> Required work:
#1 Translate this sentence from the abstract on radio-faint AGN into Spanish: "This measurement will serve as a reliable AGN diagnostic in the sub-µJy range."
#2 Answer from the abstract on radio-faint AGN:
(a) On what date and at what time is the talk scheduled?
(b) How long is the talk?
(c) Above what brightness temperature will SKA-VLBI detect compact radio cores?
#3 Go on with the abstract on radio-faint AGN, starting after its last sentence, in one short technical paragraph.

> Extract provided:
»»
24–28 Nov 2025
Bologna, Area della Ricerca del CNR
Europe/Rome timezone

The impact of radio-faint AGN on the SFR–Radio Luminosity Relation: lessons from VLBA

26 Nov 2025, 12:15
15m
Centro Congressi (Bologna, Area della Ricerca del CNR )

Centro Congressi

Bologna, Area della Ricerca del CNR

Via P. Gobetti 101

Speaker

Giorgia Peluso (Istituto Nazionale di Astrofisica (INAF))

Description

The Square Kilometre Array (SKA) will open a new observational window on the radio-faint sky. The large sky coverage and the high sensitivity of this facility will enable us to reconstruct, for the first time, the distribution of the sub-µJy radio sources. The milliarcsecond-scale spatial resolution delivered by the SKA-VLBI project (SKA - phase2) will also allow to detect compact radio cores at brightness temperatures of $T_b > 10^5 K$. This measurement will serve as a reliable AGN diagnostic in the sub-µJy range.
««
> Stored data:
»»
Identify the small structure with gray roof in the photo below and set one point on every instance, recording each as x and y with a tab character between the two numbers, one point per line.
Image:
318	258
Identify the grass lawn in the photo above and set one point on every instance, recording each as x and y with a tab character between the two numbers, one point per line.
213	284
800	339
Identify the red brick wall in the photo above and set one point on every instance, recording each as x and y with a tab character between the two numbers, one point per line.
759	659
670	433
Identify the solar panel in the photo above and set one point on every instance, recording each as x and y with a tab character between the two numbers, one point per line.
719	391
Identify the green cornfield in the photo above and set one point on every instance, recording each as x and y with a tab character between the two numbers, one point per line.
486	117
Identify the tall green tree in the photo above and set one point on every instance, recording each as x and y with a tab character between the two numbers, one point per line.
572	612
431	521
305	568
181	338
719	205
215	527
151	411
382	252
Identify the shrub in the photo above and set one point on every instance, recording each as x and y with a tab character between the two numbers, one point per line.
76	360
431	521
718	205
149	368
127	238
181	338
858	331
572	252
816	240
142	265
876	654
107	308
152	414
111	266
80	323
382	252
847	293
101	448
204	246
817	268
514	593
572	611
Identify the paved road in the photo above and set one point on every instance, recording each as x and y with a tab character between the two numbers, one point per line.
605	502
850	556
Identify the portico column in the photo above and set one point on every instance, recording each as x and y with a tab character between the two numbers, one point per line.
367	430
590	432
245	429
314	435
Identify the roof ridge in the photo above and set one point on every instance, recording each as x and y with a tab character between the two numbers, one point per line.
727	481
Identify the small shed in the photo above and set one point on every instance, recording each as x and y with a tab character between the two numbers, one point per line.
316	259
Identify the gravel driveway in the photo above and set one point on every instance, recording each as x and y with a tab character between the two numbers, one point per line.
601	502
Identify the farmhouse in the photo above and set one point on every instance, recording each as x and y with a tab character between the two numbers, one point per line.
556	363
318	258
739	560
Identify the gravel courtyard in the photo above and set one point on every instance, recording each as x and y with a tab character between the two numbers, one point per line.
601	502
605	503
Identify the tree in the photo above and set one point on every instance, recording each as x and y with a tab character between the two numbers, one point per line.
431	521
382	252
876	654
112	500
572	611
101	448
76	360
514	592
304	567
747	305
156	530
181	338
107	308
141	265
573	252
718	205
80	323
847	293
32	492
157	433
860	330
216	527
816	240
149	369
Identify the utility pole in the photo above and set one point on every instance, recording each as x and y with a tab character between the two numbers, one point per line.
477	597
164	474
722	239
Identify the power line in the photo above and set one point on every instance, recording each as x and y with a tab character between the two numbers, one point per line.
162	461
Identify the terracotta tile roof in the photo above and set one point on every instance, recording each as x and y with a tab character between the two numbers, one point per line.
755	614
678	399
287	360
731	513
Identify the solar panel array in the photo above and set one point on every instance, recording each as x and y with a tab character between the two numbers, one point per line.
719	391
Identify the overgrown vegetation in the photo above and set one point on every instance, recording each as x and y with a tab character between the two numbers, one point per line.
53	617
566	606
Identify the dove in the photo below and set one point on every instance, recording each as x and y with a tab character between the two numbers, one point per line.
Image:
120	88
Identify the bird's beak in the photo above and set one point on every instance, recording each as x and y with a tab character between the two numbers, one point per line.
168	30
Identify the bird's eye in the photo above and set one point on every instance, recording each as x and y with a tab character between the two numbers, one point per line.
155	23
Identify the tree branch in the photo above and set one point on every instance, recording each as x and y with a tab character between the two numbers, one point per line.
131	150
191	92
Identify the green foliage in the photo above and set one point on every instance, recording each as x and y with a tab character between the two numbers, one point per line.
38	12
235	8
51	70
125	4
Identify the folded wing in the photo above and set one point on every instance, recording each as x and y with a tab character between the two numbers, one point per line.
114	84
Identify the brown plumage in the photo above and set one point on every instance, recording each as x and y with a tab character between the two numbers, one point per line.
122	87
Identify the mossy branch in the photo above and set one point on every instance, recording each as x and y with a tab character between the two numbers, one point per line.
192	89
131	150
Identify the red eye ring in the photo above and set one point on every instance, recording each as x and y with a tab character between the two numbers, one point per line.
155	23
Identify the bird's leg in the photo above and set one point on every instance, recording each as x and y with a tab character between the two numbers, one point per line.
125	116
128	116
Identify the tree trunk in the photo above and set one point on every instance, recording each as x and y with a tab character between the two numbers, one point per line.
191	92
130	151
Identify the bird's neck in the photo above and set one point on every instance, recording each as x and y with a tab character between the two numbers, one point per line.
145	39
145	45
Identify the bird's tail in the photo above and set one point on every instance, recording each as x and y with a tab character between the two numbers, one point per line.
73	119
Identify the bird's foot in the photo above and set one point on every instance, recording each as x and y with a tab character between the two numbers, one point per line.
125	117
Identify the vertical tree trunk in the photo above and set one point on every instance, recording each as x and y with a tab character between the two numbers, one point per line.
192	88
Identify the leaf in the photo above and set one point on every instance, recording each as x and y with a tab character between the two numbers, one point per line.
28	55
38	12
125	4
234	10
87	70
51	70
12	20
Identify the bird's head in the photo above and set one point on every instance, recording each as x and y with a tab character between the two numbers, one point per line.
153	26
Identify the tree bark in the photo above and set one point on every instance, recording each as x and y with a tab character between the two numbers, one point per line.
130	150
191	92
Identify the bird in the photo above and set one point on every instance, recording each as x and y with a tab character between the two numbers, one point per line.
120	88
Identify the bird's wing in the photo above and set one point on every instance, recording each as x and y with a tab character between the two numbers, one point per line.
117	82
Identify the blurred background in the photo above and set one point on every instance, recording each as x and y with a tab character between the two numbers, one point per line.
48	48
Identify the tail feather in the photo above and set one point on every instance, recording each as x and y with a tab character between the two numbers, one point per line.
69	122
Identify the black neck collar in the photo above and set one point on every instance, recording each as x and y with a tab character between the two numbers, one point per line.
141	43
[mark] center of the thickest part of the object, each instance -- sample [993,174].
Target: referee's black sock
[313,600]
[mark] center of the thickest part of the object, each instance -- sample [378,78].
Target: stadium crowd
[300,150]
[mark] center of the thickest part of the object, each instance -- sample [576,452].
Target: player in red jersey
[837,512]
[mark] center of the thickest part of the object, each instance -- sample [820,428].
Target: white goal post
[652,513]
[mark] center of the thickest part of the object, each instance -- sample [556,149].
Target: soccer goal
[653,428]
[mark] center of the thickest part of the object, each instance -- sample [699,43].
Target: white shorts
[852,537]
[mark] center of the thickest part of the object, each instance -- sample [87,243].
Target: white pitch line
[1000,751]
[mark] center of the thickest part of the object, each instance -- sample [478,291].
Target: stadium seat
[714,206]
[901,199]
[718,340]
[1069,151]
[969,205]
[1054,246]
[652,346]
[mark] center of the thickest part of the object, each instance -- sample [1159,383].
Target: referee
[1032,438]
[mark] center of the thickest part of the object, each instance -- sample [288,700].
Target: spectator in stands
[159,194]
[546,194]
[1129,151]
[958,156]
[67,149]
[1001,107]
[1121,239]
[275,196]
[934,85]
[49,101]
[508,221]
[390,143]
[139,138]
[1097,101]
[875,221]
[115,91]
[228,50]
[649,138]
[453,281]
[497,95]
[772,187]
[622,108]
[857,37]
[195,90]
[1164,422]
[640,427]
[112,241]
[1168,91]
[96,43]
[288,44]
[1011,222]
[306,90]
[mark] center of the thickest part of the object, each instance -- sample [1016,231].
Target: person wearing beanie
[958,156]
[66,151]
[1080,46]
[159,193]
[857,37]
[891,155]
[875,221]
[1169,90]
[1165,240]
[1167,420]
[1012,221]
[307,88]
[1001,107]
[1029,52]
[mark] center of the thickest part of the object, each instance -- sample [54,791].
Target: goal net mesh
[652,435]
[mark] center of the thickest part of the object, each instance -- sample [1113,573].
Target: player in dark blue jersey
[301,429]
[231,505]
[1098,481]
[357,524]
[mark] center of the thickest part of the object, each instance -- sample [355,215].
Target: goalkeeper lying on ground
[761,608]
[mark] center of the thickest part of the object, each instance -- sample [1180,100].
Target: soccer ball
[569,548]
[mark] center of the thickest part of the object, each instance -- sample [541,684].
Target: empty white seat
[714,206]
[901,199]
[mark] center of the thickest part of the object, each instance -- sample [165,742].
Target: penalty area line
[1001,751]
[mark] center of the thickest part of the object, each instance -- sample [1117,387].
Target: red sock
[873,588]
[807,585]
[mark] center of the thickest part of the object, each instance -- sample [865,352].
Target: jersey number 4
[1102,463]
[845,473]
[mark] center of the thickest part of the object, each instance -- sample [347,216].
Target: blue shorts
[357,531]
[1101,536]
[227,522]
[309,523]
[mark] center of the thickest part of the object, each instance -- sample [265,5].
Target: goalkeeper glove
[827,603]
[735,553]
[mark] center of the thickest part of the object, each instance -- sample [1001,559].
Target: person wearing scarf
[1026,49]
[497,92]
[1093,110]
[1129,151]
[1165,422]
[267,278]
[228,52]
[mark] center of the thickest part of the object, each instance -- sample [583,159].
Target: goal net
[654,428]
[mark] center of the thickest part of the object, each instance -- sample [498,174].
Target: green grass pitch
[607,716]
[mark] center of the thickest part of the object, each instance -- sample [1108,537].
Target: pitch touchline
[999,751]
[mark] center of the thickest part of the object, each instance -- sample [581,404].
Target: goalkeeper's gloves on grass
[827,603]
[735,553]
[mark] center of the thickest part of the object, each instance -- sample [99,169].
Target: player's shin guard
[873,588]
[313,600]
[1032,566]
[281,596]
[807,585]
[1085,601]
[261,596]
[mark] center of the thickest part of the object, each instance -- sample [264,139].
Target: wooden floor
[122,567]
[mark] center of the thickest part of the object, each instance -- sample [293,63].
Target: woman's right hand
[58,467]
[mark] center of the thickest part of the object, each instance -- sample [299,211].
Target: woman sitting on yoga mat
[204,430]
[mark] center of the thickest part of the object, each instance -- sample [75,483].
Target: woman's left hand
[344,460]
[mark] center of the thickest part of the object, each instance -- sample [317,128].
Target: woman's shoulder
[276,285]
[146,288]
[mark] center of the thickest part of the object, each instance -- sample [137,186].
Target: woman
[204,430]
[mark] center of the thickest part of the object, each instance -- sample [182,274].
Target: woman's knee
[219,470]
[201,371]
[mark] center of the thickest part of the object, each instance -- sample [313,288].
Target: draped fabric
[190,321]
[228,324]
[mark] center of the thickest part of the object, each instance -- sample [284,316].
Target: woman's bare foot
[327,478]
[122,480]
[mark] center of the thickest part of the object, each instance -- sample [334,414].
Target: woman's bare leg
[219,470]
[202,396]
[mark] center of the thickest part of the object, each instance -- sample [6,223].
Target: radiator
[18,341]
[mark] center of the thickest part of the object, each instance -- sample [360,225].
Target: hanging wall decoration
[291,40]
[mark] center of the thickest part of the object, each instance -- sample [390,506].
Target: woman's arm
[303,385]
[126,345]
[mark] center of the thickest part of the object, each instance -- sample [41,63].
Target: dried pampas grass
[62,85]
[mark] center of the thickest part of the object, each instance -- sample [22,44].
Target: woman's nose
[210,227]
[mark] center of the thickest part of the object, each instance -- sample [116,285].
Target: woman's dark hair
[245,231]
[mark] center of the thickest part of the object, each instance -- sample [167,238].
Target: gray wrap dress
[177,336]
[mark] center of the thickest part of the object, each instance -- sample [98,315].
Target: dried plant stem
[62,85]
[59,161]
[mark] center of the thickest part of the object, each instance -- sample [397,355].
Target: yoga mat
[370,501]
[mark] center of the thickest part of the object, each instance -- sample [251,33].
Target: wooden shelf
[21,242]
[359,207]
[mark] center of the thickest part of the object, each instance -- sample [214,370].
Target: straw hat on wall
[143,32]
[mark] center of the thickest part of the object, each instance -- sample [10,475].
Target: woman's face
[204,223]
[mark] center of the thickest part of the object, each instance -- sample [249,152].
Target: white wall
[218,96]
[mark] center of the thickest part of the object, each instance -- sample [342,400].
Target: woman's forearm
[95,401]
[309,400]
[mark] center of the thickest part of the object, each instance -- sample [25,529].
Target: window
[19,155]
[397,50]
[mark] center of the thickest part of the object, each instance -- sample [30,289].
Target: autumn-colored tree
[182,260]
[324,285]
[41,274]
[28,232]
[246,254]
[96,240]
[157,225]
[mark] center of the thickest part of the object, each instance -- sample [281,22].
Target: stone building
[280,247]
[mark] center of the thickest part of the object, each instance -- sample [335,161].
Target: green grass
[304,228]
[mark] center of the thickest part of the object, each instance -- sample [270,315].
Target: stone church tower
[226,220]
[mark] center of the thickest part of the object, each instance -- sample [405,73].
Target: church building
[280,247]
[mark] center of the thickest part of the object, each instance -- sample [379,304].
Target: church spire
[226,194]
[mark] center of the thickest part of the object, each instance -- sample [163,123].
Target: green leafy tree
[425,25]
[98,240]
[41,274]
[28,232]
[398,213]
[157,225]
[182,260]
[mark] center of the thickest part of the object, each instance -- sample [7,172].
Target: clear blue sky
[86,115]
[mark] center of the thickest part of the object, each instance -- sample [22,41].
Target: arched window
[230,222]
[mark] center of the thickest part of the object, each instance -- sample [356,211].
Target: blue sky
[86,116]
««
> Per-task outputs:
#1 Esta medición servirá como un diagnóstico fiable de AGN en el rango sub-µJy.

#2
(a) 26 Nov 2025, at 12:15.
(b) 15 minutes.
(c) Above 10^5 K.

#3
The contribution of faint, previously hidden sub-µJy AGN has been suggested as a major source of contamination in key star-formation–regulated relations, such as the star formation rate (SFR)–radio luminosity relation. For instance, the Infrared - Radio Correlation (IRRC), which arises from the relationship between radio luminosity and obscured SFR (e.g., SFR measured in the infrared), is well-known to flatten at high ($\approx 10^{10} M_\odot$) stellar masses. Contamination to the total radio luminosity from AGN jets buried in the highly star forming galactic nuclei was hypothesized to explain this flattening. Understanding the role of such contaminants is crucial, as uncertainties in these relations bias our interpretation of star-forming processes and, ultimately, our understanding of galaxy growth and evolution.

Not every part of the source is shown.